**THE TASK**
Output the data below in full, byte for byte. Nothing may differ.

**GIVEN INFORMATION**
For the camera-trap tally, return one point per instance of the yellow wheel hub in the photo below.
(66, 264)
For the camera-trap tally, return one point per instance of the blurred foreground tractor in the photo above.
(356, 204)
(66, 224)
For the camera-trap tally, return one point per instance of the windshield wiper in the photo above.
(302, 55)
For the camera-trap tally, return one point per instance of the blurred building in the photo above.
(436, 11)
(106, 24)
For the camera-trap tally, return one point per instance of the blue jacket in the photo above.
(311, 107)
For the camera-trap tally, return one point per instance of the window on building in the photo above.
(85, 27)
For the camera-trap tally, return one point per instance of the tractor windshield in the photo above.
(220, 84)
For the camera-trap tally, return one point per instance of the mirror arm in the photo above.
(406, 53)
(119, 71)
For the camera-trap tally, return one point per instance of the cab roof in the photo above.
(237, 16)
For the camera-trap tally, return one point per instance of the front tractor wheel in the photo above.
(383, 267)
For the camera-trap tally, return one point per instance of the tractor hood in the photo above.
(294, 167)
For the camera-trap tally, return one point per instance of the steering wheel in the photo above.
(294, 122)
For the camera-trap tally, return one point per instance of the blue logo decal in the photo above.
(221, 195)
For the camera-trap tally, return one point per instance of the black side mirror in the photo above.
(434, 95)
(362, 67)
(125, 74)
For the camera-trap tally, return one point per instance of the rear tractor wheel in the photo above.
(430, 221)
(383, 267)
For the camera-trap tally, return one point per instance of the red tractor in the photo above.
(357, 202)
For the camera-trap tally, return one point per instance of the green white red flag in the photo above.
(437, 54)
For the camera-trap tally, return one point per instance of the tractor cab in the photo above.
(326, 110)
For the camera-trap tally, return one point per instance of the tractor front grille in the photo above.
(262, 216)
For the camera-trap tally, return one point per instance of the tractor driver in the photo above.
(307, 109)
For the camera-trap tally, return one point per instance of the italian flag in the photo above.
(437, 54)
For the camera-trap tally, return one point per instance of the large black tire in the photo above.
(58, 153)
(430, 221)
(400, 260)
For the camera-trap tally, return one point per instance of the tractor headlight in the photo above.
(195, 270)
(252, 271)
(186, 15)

**ANSWER TO THIS EXERCISE**
For the camera-trap tally, return one point per instance of the yellow wheel hub in the photo below.
(66, 264)
For the camera-trap tally, return one point per instance of the blurred foreground tractor in the photo above.
(356, 204)
(66, 224)
For the camera-trap tally, return one point per instance of the windshield wiper in the photo above.
(302, 55)
For the camera-trap tally, return one point per instance of the blurred building in the photo above.
(436, 11)
(106, 24)
For the camera-trap tally, return one point per instance of the blue jacket in the photo above.
(311, 107)
For the camera-trap tally, return one point per instance of the window on building in the photo above.
(85, 27)
For the camera-trap tally, return one point per instance of the tractor windshield in the photo above.
(220, 84)
For the camera-trap tally, return one point per instance of the mirror arm in the photo above.
(406, 53)
(119, 71)
For the camera-trap tally, return one point per instance of the cab roof in the photo above.
(237, 16)
For the camera-trap tally, return one point per instance of the front tractor wheel in the photo above.
(383, 267)
For the camera-trap tally, return one point per instance of the tractor hood in the photo above.
(294, 167)
For the camera-trap tally, return one point per instance of the steering wheel in the photo above.
(294, 122)
For the camera-trap tally, return one point per instance of the blue logo decal in the photo above.
(221, 195)
For the camera-trap tally, return one point per instance of the black side mirror in the photo above.
(434, 95)
(362, 67)
(125, 74)
For the camera-trap tally, return one point per instance of the rear tractor wheel in the photo above.
(430, 221)
(383, 267)
For the camera-trap tally, return one point per instance of the red tractor in the photo above.
(357, 202)
For the camera-trap tally, return one point per instance of the green white red flag in the photo above.
(437, 54)
For the camera-trap tally, return one point per instance of the tractor cab in the photo above.
(326, 110)
For the camera-trap tally, return one point per instance of the tractor front grille in the photo above.
(262, 216)
For the camera-trap tally, return one point per instance of the tractor driver in the photo above.
(307, 109)
For the camera-trap tally, return one point per instance of the italian flag in the photo above.
(437, 54)
For the camera-trap tally, return one point per instance of the large black tire in the photo above.
(58, 153)
(430, 221)
(400, 260)
For the camera-trap tally, return one point per instance of the tractor headlight in the photo above.
(195, 270)
(252, 271)
(186, 15)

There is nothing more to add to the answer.